# Source passage
····················

The Biden administration announced a slew of new efforts to further racial economic equity during the annual Freedman’s Bank Forum in Washington, D.C. Tuesday.
The forum, acknowledging the history of the former Freedman’s Savings Bank that maintained accounts for formerly enslaved people before its ultimate collapse in 1874, served as an opportunity for government and business leaders to address a widening racial-wealth gap. And Treasury Secretary Janet Yellen, who described racial equity as being at the forefront of the administration’s agenda, said that in the years since, “our economy has failed to live up to the nation’s promise of equal opportunity for all.”
Recent efforts to tackle that failure and invest in overlooked communities have included the implementation of the American Rescue Plan, as well as the passage of the CHIPS and Science Act, the bipartisan infrastructure law, and the Inflation Reduction Act, Yellen said. Data released by the Office of Evaluation Sciences Tuesday on the federal government’s two rounds of pandemic rental assistance, for example, showed Black renters were “strongly overrepresented” among those who benefitted from the program.

····················

# Problem A
From the passage on the Freedman's Bank Forum, print the part that opens with the words containing "Recent efforts to" and closes with "from the program.".
# Problem B
In the passage on the Freedman's Bank Forum, in what year did the Freedman's Savings Bank collapse?

····················

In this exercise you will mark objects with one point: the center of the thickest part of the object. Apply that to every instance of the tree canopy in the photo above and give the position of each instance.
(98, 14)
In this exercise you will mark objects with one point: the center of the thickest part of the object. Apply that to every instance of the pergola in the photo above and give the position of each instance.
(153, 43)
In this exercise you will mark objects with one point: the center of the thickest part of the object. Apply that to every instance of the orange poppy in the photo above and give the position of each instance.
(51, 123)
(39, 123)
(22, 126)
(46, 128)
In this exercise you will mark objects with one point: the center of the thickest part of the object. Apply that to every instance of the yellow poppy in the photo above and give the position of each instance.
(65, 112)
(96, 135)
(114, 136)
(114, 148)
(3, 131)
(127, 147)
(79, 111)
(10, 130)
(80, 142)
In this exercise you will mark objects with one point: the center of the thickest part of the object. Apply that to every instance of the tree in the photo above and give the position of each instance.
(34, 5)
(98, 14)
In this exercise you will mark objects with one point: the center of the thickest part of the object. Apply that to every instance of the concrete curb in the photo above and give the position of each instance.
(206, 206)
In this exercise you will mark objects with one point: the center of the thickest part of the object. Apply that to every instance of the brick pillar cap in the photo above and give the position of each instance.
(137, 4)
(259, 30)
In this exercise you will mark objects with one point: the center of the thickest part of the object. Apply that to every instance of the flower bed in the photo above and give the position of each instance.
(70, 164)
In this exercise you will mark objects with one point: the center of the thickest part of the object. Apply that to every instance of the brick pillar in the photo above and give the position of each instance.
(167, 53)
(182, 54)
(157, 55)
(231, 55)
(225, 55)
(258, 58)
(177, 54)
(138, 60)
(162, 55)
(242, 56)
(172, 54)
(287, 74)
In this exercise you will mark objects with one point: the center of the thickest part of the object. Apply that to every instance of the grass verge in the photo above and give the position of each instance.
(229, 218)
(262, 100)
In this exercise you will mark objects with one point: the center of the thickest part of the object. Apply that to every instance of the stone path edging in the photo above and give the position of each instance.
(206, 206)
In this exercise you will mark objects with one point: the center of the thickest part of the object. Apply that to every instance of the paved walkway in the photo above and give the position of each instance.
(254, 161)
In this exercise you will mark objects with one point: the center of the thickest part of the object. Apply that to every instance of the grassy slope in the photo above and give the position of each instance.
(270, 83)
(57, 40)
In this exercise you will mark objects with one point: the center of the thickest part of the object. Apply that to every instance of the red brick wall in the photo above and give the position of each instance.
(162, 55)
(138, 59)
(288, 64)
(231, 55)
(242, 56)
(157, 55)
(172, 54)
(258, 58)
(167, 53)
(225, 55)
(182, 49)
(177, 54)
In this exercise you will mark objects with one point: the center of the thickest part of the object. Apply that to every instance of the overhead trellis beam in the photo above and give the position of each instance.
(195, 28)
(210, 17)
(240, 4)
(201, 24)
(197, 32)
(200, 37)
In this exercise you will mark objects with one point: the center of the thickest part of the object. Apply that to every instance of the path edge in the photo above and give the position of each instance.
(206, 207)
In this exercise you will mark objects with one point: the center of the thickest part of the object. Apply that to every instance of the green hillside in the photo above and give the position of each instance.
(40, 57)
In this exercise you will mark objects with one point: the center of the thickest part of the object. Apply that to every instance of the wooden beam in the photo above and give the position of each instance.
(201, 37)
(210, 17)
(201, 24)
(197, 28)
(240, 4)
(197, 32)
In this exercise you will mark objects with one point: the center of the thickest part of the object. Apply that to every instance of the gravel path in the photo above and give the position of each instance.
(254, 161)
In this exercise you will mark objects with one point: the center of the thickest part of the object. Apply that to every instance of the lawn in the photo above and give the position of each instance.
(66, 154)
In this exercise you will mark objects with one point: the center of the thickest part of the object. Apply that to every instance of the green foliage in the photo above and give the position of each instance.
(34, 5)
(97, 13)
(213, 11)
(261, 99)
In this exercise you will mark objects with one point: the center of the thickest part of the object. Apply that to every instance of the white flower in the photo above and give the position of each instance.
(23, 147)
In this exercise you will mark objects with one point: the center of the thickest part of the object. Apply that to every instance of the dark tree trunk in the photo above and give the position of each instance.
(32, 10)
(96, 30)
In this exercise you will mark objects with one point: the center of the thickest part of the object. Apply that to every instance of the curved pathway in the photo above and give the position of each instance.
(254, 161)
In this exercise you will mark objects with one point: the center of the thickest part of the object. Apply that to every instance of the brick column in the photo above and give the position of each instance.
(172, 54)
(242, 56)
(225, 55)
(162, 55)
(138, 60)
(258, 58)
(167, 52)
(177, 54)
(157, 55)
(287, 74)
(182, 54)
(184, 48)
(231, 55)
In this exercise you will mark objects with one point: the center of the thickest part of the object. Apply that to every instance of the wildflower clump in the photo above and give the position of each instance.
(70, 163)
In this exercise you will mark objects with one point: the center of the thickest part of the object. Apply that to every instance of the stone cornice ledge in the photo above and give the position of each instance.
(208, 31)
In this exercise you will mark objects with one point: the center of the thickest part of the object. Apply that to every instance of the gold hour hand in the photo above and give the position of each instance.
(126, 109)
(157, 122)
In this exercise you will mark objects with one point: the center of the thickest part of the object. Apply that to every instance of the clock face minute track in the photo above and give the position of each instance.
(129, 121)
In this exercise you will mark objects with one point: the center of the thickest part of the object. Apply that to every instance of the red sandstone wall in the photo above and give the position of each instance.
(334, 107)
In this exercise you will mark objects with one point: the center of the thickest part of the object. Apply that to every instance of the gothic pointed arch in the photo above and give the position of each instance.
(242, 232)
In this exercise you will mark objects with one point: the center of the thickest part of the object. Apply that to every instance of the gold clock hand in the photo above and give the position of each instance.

····················

# Exercise response A
Recent efforts to tackle that failure and invest in overlooked communities have included the implementation of the American Rescue Plan, as well as the passage of the CHIPS and Science Act, the bipartisan infrastructure law, and the Inflation Reduction Act, Yellen said. Data released by the Office of Evaluation Sciences Tuesday on the federal government’s two rounds of pandemic rental assistance, for example, showed Black renters were “strongly overrepresented” among those who benefitted from the program.

# Exercise response B
1874